**Requirements**:
Beginning at the line containing "Would you mind indicating the asphalt", output every line to the end of the data below exactly as it appears.

**Data supplied**:
= = = =
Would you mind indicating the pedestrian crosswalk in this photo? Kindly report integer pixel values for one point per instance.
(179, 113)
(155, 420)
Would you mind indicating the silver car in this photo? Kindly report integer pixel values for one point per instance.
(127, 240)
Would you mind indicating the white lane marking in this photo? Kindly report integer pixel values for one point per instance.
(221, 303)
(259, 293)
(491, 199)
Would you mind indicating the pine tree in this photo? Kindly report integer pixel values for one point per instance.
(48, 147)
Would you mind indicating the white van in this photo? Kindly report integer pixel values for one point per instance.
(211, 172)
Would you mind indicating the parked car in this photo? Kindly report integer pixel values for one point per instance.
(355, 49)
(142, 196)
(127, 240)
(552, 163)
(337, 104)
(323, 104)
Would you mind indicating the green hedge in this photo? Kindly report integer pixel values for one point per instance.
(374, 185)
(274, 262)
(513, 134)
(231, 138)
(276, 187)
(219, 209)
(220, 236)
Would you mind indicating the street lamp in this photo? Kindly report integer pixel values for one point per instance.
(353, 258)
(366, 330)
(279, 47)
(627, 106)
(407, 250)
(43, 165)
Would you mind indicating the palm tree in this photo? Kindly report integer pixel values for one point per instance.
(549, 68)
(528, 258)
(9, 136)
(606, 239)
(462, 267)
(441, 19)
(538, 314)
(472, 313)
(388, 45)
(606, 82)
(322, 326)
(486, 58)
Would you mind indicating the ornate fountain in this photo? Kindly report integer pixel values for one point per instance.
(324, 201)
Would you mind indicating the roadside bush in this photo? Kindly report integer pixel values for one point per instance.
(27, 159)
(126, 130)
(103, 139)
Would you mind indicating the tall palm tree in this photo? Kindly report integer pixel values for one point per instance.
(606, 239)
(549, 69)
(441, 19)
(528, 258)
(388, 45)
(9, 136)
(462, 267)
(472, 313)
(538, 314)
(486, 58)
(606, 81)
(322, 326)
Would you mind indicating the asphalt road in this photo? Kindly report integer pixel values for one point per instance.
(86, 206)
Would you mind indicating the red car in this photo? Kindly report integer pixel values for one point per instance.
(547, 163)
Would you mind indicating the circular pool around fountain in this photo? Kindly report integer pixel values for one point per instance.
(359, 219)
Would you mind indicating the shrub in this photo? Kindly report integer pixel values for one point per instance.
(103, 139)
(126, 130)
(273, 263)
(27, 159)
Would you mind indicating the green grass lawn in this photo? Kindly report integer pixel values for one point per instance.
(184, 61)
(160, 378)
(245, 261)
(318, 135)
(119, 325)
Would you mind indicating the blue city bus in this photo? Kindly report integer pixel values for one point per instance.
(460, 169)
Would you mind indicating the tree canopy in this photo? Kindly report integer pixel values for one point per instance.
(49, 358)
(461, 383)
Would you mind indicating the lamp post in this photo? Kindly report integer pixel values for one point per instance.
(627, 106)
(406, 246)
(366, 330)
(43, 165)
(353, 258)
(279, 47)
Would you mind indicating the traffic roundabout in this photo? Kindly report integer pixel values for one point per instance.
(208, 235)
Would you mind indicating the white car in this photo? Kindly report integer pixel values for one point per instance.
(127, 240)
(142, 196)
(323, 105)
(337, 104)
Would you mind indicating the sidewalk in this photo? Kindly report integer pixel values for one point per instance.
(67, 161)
= = = =
**Finished answer**:
Would you mind indicating the asphalt road in this photo? Kindly report integer pixel values for one point per instance.
(86, 206)
Would you mind indicating the red car in this photo? Kindly report integer pixel values for one point per instance.
(547, 163)
Would you mind indicating the circular pool around fountain in this photo? Kindly report integer pixel values for one point per instance.
(359, 219)
Would you mind indicating the shrub in this photo? Kindly report integer pixel values for one point per instance.
(103, 139)
(126, 130)
(273, 263)
(27, 159)
Would you mind indicating the green grass lawn in this photo? Kindly report integer pixel values for one point per instance.
(184, 61)
(160, 378)
(245, 261)
(318, 135)
(119, 325)
Would you mind indicating the blue city bus in this photo? Kindly report integer pixel values for one point per instance.
(460, 169)
Would you mind indicating the tree canopy in this photo? Kindly report integer pixel values for one point per instance.
(49, 358)
(461, 383)
Would you mind indicating the lamp post in this photo? Kindly report integer pixel values for one point per instance.
(627, 106)
(406, 246)
(366, 330)
(43, 165)
(353, 258)
(279, 47)
Would you mind indicating the traffic roundabout in this photo? Kindly report integer pixel values for one point per instance.
(208, 235)
Would you mind indicating the white car in this photo? Kindly report integer pixel values for one point per instance.
(127, 240)
(142, 196)
(323, 105)
(337, 104)
Would you mind indicating the sidewalk in this photo? Kindly report integer pixel values for one point per instance.
(67, 161)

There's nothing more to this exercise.